Extract —
Period poverty is defined as the “lack of access to sanitary products, menstrual hygiene education, toilets, hand washing facilities, and, or, waste management.” Oftentimes period poverty is only thought of existing in underdeveloped countries. We just think those living in countries far away only suffer from period poverty.
However, 64% of women in the United States were unable to afford menstrual hygiene products in this past year.
Why do we not recognize that people around us don’t have access to menstrual hygiene products? We should ask ourselves what is getting in the way of us seeing the period poverty that is so prevalent in our local communities.
A big part of the problem is that period poverty in the United States is not talked about. It has been deemed an“awkward” topic to discuss. Very few news outlets let out the truth about period poverty because it is uncomfortable to bring up.
So, what are we going to do about period poverty?
One thing you can do to help end period poverty is donate feminine hygiene kits to a school district near you. A feminine hygiene kit can include pads, tampons, deodorant, a razor, Q-tips, hand sanitizer, hair elastics, pain medication (Advil or Tylenol), and chocolate. Not all these items are needed to make a feminine hygiene kit. Click here to watch a feminine hygiene kit tutorial video.

Complete the following —
**a)** Return the stretch of the piece on period poverty from "However, 64% of" through "to bring up.", copied word for word.
**b)** Translate this sentence from the piece on period poverty into Spanish: "A big part of the problem is that period poverty in the United States is not talked about."
**c)** Answer these questions using the piece on period poverty:
(i) What percentage of women in the United States could not afford menstrual hygiene products in the past year?
(ii) Where does the piece suggest donating feminine hygiene kits?
(iii) Which two pain medications does it name as possible kit items?

Information shown —
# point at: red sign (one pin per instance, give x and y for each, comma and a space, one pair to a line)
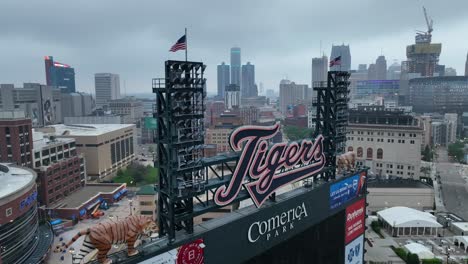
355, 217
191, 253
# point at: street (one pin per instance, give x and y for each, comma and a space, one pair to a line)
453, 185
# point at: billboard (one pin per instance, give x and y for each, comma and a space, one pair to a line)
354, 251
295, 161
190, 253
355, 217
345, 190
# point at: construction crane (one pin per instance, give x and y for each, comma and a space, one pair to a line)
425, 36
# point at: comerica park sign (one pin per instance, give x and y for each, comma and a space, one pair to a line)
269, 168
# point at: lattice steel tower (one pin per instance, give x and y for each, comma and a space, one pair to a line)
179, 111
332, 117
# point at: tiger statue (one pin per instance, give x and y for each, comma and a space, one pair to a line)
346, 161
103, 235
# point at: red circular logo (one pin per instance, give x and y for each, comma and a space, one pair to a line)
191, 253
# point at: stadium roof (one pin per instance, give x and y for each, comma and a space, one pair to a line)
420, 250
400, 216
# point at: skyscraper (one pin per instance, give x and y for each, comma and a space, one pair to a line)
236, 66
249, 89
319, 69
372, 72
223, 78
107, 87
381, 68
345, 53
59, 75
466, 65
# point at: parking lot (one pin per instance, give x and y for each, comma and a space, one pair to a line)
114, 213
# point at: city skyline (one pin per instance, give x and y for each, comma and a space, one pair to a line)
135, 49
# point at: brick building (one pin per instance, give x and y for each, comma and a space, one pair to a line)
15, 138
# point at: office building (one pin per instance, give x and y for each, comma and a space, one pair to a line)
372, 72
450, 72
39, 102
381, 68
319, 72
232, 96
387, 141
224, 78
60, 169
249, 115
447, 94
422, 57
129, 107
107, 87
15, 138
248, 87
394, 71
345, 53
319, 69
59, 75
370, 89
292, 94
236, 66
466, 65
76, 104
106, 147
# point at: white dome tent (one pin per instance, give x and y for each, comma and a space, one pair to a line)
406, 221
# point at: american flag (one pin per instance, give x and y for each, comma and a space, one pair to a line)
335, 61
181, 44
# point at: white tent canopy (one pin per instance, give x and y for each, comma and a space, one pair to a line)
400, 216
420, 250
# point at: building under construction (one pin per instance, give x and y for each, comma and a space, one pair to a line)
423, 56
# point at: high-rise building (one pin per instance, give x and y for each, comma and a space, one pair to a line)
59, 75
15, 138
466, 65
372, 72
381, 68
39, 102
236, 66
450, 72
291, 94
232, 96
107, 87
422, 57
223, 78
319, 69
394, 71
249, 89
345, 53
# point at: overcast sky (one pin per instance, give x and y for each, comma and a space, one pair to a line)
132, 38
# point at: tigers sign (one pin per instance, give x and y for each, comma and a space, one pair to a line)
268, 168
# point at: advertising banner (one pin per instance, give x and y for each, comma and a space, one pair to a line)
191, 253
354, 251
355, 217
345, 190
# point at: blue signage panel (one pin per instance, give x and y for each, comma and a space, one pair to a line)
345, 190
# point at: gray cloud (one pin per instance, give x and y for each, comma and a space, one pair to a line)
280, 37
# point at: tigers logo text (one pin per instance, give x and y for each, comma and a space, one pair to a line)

Numbered responses —
**a)**
However, 64% of women in the United States were unable to afford menstrual hygiene products in this past year.
Why do we not recognize that people around us don’t have access to menstrual hygiene products? We should ask ourselves what is getting in the way of us seeing the period poverty that is so prevalent in our local communities.
A big part of the problem is that period poverty in the United States is not talked about. It has been deemed an“awkward” topic to discuss. Very few news outlets let out the truth about period poverty because it is uncomfortable to bring up.

**b)** Una gran parte del problema es que no se habla de la pobreza menstrual en los Estados Unidos.

**c)**
(i) 64%
(ii) To a school district near you
(iii) Advil and Tylenol